:: Extrait source ::

Cheveux dans le vent, nous admirons ces étendues de terres fertiles remplies de légumes. En toile de fond, la rangée de montages de Moka dont font partie Le Pouce et Le Pieter Both. Et le chant des oiseaux dans le ciel.
« Déjà découragés ? » nous lance Amarjeet Beegoo sur un ton moqueur. « Non, non. Nous avons la patate ! » rétorquons-nous avec le sourire.
Au boulot !
Amarjeet Beegoo coupe soudainement le moteur. « Voilà, nous y sommes. » Nous descendons du camion pour aller à la rencontre de ses employées Jenna et Tasha. La doyenne se prénomme Mi. Une gratte en acier à la main, elles déterrent machinalement des pommes de terre qu’elles entassent çà et là. Vêtues de chemisiers, jupes, pantalons, bottes et chapeaux, elles sont armées contre le soleil. On ne peut en dire autant, malheureusement…
Amarjeet Beegoo leur fait un brin de causette. Entre-temps, nous les regardons à l’œuvre. Une gigantesque chasse aux trésors nous vient à l’esprit… mais de patates ! « Allez ! Allez ! Au boulot », nous interpelle l’agripreneur.

:::
:: Données brutes ::

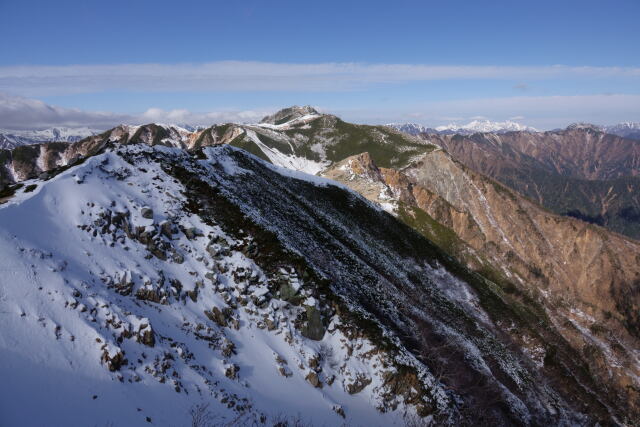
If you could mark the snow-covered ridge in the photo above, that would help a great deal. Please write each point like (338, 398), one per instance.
(120, 299)
(410, 128)
(486, 126)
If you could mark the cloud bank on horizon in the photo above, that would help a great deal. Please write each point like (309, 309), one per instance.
(20, 113)
(323, 84)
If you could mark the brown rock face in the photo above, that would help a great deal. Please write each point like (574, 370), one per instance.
(580, 172)
(588, 279)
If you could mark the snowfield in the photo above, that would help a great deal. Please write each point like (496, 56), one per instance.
(63, 325)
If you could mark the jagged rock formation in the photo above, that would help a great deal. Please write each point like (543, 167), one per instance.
(336, 285)
(579, 171)
(563, 292)
(10, 139)
(586, 278)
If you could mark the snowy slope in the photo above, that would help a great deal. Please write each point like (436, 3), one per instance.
(148, 280)
(64, 319)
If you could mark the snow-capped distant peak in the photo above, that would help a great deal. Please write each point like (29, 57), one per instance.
(486, 126)
(410, 128)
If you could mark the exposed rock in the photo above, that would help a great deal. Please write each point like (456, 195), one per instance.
(359, 384)
(314, 329)
(146, 212)
(313, 379)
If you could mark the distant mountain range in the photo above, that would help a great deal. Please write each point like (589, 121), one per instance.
(628, 129)
(470, 128)
(357, 272)
(13, 138)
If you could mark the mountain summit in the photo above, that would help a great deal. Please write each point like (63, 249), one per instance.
(289, 114)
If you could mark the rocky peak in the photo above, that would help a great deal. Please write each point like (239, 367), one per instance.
(289, 114)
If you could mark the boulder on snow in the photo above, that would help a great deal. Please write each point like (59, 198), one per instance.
(146, 212)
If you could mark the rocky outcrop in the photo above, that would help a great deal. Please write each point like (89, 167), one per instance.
(586, 277)
(579, 171)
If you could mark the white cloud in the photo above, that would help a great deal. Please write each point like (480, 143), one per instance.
(24, 113)
(264, 76)
(543, 112)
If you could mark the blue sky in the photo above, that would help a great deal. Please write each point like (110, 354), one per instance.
(546, 62)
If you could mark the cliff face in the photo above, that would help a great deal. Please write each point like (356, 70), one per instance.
(585, 277)
(564, 292)
(579, 172)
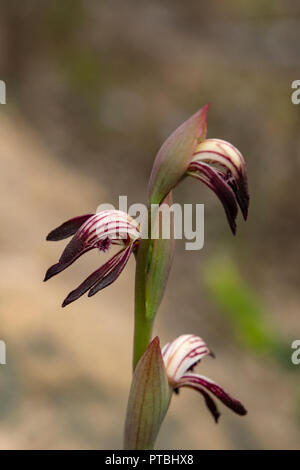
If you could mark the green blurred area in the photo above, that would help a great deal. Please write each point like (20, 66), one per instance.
(244, 310)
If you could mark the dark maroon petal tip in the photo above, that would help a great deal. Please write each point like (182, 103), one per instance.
(195, 380)
(68, 228)
(113, 275)
(59, 267)
(240, 189)
(73, 250)
(213, 179)
(94, 278)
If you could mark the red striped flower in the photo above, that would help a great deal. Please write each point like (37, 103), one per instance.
(100, 230)
(180, 357)
(221, 166)
(215, 162)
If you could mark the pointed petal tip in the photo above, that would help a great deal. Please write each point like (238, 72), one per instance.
(241, 410)
(65, 302)
(68, 228)
(155, 341)
(51, 272)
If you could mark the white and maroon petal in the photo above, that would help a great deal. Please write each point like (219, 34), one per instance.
(112, 224)
(94, 278)
(98, 231)
(214, 180)
(199, 382)
(182, 354)
(68, 228)
(217, 152)
(59, 267)
(114, 273)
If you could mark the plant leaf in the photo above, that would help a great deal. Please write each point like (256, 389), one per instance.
(175, 154)
(149, 400)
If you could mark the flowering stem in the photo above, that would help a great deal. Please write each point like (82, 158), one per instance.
(143, 325)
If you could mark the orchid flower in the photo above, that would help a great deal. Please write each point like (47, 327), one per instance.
(215, 162)
(180, 357)
(221, 166)
(100, 230)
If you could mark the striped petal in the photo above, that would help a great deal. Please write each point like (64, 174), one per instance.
(98, 231)
(182, 355)
(229, 164)
(60, 266)
(199, 382)
(96, 277)
(113, 275)
(67, 229)
(111, 224)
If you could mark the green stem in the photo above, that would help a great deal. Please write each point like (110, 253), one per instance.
(143, 325)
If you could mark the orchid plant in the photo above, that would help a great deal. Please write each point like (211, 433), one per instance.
(158, 373)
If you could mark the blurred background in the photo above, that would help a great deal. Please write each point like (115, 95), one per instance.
(93, 89)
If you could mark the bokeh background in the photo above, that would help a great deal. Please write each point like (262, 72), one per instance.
(93, 89)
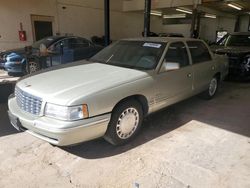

:::

◆ **Objectif**
D'après l'extrait sur la récolte des pommes de terre, quel outil les employées tiennent-elles à la main pour déterrer les pommes de terre ? Ces enregistrements ne sont pas nécessaires.

◆ **Réponse attendue**
Elles tiennent une gratte en acier.